==== Text ====
# jump seats



## trucker611 (Oct 31, 2006)

hi new to nissan trucks & this forum.anyone tried to make a storage bin from jump seat well.thought this would be cool.thanks trucker611 91 hb king cab 4x4


----------



## Oldnissanguy (Jan 6, 2005)

Rather than tear up the seats (I find them useful for small people and grandchildren), why not use the empty space that's already there below the seats when they're folded? It's quite a bit of space, just line with something like astro-truff to stop rattles. There's also some space under the plastic cover that doesn't have the jack under it.


----------



## trucker611 (Oct 31, 2006)

thanks for the replyoldnissanguy.really have noone in family who will fit in back anyway.do you know if they are hard to remove trucker611


----------



## Oldnissanguy (Jan 6, 2005)
==== Recorded information ====
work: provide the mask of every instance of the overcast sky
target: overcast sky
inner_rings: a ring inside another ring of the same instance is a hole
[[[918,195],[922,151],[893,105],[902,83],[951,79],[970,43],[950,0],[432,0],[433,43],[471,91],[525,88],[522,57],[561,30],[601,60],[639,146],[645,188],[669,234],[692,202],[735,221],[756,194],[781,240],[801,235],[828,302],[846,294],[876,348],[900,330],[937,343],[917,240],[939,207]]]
====
# [Tasks and exercises]
A: How would you render this sentence from the jump seat thread in Spanish: "Rather than tear up the seats (I find them useful for small people and grandchildren), why not use the empty space that's already there below the seats when they're folded?"
B: What comes next in the jump seat thread? Write the continuation from the point where it stops.
You won't need the material here.

# [Response list]
A: En lugar de destrozar los asientos (me resultan útiles para personas pequeñas y para los nietos), ¿por qué no aprovechar el espacio vacío que ya hay debajo de los asientos cuando están plegados?

B:
Never tried it. From my FSM they appear to be just bolted in. Once they're out you would have to disassemble them which might involve chisels, saws and drills. Then you would have to rig up some kind of hinge and latch for the cover to reattach it to the truck once you get it removed from the rest of the assembly. 

You might want to see if you can get a cheep one from a junkyard for experimentation before you chop up your seats. They might have a damaged one from a wreck which would still be OK for your purposes.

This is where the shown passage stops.